• Required tasks
(A) Answer these questions about the right-to-roam discussion, one answer per line:
(i) Where in the United States does the right to roam exist?
(ii) What is the extreme version of private property called?
(iii) How long was the Google search that found nothing about the man in New England?
(B) Please extract the passage of the right-to-roam discussion starting at "Private property is a" and ending at "bought the land.".

• Source excerpt
Get off my lawn

Ha, so it is :) Though i maintain "because it's mine" is still sufficient

You could use this argument for both sides, actually.

The beauty of the land belongs to the people. It is there for all to enjoy, because it belongs to them.

You can buy the dirt that the beauty sits on, but you could never buy the beauty.. it belongs to all.
 
I vaguely recall a recent story of a guy in the wilds of New England who was forced to abandon his wooded encampment. I remember thinking "WTH? let him live there if he wants to." I don't remember the details now, and a 30-second Google search doesn't turn anything up, but maybe he was removed simply for being on private property. iirc, he wasn't cooking meth or breaking into people's houses or anything, he was just a weird old guy who lived in the woods.

Here's the thing...there is 'privately owned' land, which he would be kicked off of...and there is 'publicly owned' (ie government) land, which he would be kicked off of even more efficiently. The only way in America to 'live in the woods' is if you own the woods.
 
Just live off the land. And keep a very low profile.

Or you could just ask permission of the landowner.

Or you could keep moving.

Or you could keep to the highways.

Ah, for the vagrant life! What joy!

Who owns the shoreline in the US, btw?
 
So with it being popular for you fine folks to tell us in America what we're doing wrong all the time, I thought I'd turn the tables.

Right to roam. It's dumb. Abolish it wherever it exists. It tears at the very fabric of private ownership. Thankfully it exists -nowhere- in the United States. We're doing it right. The world should emulate us in this regard. Those who don't are just silly.

Private property is a concept most Americans value too highly. But even if you might not realize it, everyone limits private property.

The extreme version of private property is full sovereignty. My land, my laws. Thankfully no one goes that far, so even Americans seem to realize some restrictions is needed.

Right to roam is great. Well implemented it greatly increases people freedoms while only giving the landowner negligible drawbacks.

And remember, in countries where the right to roam has a long tradition people knew about this when they bought the land.

• Extracted material
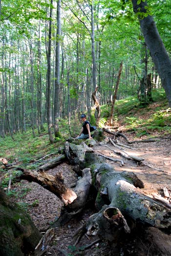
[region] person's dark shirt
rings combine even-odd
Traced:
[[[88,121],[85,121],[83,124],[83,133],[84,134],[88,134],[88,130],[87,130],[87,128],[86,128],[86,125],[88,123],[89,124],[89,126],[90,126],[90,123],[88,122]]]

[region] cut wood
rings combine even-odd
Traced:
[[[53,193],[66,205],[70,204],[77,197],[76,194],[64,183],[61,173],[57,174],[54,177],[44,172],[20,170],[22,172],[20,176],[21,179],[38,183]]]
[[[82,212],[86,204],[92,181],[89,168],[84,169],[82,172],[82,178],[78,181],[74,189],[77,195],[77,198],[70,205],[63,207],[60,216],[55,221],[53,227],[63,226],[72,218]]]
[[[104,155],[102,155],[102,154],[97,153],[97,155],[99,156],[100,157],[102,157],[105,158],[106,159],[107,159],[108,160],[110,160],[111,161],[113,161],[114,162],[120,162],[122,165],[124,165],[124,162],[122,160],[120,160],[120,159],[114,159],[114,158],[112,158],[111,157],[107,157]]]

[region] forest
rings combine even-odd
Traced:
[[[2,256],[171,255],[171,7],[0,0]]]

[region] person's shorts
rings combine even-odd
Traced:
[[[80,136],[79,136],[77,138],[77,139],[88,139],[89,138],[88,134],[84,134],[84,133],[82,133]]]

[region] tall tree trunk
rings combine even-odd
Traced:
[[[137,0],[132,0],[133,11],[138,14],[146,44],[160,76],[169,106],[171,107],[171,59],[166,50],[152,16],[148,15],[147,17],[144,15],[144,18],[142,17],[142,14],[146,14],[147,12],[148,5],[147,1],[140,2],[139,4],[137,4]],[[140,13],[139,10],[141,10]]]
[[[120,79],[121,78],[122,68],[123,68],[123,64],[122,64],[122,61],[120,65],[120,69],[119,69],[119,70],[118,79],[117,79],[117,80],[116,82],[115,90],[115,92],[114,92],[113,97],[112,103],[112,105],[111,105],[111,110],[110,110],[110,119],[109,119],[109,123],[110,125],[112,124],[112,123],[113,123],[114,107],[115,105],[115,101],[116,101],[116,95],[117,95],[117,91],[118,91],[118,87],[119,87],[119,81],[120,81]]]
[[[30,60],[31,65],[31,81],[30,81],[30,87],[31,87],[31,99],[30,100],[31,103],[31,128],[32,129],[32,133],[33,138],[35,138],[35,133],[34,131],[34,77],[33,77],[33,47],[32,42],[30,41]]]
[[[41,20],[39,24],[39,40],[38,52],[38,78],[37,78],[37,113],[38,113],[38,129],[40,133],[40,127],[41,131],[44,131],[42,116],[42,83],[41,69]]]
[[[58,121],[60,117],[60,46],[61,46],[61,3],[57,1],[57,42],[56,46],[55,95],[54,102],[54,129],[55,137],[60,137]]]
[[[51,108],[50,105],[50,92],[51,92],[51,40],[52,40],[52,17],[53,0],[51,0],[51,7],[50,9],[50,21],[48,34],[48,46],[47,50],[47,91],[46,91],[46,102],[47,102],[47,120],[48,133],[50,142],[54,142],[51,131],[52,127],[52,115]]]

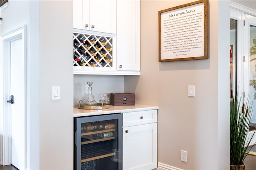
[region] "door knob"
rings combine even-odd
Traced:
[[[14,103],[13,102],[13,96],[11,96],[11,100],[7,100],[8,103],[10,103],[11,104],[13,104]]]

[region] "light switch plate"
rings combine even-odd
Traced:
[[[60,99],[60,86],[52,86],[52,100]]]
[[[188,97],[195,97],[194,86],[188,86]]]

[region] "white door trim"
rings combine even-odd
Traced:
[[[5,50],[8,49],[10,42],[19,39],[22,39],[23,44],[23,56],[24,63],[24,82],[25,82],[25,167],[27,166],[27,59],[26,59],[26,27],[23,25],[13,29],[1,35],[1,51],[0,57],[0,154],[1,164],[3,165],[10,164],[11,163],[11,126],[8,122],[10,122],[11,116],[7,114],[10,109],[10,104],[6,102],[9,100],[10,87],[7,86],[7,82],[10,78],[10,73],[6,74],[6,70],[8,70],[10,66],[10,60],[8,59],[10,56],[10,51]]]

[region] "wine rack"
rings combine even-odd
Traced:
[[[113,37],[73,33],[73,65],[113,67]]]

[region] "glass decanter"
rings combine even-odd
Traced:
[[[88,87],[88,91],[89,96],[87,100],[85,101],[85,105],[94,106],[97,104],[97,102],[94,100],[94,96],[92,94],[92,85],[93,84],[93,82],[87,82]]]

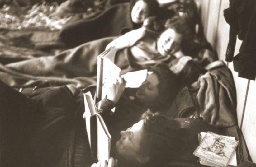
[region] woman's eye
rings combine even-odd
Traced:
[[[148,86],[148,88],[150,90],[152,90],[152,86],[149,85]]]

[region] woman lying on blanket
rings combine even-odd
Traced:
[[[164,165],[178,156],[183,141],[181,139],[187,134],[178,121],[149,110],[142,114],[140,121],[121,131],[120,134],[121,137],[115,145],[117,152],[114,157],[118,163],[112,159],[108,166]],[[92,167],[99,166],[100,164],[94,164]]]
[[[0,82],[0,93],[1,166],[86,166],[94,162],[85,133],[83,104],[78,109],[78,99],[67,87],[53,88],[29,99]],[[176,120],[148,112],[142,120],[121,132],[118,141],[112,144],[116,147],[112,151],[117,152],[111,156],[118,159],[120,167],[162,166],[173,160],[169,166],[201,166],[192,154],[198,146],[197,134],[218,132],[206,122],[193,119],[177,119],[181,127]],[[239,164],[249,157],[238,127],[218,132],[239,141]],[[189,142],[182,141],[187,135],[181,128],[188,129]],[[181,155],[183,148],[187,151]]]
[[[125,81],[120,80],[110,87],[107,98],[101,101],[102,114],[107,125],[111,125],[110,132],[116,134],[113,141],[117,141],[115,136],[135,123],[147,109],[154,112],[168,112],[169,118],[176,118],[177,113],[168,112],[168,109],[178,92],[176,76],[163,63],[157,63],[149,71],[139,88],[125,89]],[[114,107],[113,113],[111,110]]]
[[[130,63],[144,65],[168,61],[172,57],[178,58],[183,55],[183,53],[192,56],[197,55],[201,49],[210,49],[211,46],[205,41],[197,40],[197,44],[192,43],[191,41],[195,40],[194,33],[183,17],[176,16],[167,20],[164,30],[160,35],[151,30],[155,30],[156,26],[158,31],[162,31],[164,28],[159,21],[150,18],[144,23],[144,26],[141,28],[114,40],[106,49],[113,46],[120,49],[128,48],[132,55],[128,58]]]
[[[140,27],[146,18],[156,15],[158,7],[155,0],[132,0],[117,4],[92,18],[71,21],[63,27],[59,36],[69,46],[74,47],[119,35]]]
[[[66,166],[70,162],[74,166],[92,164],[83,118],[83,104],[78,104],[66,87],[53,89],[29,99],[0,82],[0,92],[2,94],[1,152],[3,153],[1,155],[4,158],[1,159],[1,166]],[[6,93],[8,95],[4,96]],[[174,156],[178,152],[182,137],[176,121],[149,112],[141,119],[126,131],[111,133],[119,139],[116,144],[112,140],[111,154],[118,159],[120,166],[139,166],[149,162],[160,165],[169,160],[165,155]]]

---

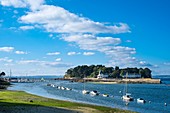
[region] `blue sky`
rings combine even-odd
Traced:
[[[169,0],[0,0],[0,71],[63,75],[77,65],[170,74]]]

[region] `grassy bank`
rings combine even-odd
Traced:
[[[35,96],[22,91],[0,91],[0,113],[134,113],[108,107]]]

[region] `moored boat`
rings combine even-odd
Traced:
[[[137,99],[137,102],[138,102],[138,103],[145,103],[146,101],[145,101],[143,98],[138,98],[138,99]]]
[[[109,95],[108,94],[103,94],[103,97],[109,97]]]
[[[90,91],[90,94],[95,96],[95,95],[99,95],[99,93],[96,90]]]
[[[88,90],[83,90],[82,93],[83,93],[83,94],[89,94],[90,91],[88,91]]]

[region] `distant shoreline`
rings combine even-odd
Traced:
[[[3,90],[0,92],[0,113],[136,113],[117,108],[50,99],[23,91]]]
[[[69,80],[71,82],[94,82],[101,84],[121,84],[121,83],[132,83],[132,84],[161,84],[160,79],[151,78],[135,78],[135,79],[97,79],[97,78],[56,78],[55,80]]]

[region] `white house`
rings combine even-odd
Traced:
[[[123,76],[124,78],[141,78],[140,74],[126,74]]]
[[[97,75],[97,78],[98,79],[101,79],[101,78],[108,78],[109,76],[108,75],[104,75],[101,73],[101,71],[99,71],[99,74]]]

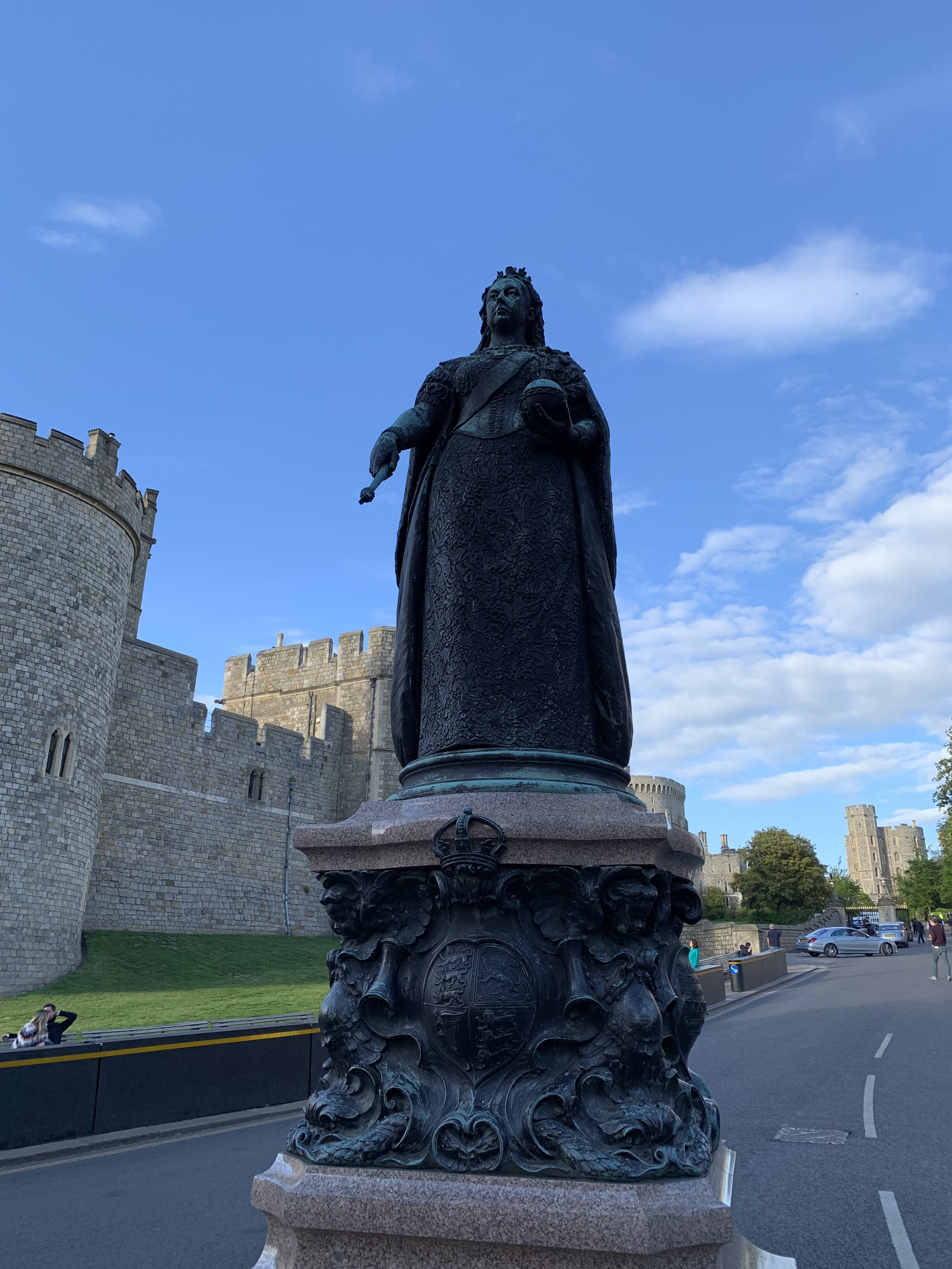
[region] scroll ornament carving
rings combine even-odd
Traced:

• Outputs in order
(A)
(i) Nowhere.
(ii) Full sovereignty.
(iii) 30 seconds.

(B)
Private property is a concept most Americans value too highly. But even if you might not realize it, everyone limits private property.

The extreme version of private property is full sovereignty. My land, my laws. Thankfully no one goes that far, so even Americans seem to realize some restrictions is needed.

Right to roam is great. Well implemented it greatly increases people freedoms while only giving the landowner negligible drawbacks.

And remember, in countries where the right to roam has a long tradition people knew about this when they bought the land.